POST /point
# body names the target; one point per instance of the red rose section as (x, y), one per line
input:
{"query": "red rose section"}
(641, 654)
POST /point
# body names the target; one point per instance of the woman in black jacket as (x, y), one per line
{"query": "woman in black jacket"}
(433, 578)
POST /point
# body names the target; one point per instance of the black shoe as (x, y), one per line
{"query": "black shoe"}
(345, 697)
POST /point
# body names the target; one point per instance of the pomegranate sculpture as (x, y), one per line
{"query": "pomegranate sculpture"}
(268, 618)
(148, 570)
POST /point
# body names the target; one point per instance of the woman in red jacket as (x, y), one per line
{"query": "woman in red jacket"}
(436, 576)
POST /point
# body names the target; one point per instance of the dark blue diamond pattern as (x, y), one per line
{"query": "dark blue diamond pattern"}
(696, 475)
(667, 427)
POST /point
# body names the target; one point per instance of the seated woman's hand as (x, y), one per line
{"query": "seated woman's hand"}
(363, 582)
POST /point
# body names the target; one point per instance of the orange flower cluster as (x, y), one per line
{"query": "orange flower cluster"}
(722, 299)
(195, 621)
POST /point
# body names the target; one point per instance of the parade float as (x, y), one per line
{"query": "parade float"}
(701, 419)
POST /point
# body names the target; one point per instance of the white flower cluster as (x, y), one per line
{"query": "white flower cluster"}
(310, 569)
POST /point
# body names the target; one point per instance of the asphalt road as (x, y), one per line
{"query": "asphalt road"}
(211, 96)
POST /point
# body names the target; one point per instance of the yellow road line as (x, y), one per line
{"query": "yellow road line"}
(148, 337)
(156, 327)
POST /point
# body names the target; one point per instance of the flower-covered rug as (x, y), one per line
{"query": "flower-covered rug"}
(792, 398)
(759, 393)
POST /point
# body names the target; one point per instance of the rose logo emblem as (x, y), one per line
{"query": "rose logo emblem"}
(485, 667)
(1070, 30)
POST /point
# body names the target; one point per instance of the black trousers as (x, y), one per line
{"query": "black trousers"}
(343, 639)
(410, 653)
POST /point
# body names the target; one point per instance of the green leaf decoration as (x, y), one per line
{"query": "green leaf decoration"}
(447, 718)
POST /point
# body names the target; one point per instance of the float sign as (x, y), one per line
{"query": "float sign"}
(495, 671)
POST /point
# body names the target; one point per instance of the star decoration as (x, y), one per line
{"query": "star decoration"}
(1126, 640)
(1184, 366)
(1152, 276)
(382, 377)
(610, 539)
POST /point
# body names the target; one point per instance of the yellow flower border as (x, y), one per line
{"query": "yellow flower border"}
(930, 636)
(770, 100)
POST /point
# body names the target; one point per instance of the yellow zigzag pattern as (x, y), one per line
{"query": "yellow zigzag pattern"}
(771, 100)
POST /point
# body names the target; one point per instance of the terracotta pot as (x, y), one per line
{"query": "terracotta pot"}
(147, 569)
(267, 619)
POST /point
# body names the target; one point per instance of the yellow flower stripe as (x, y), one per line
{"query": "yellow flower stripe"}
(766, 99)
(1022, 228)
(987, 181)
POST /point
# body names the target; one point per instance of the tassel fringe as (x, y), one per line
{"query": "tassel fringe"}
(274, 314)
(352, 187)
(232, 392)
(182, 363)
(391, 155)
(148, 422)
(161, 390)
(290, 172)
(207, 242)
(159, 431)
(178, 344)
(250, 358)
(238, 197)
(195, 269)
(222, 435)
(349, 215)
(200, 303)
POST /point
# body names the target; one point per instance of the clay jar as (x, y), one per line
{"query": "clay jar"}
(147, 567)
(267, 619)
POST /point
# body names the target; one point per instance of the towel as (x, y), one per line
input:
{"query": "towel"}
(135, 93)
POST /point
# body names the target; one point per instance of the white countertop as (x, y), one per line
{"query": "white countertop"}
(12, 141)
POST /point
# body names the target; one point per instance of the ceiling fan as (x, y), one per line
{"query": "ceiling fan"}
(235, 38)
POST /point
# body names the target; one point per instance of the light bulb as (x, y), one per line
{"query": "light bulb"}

────

▶ Your instructions
Count the lines in the entries above that contain the string "road", treating uppercase and lowercase as distinct. Report only the number.

▶ Exercise output
4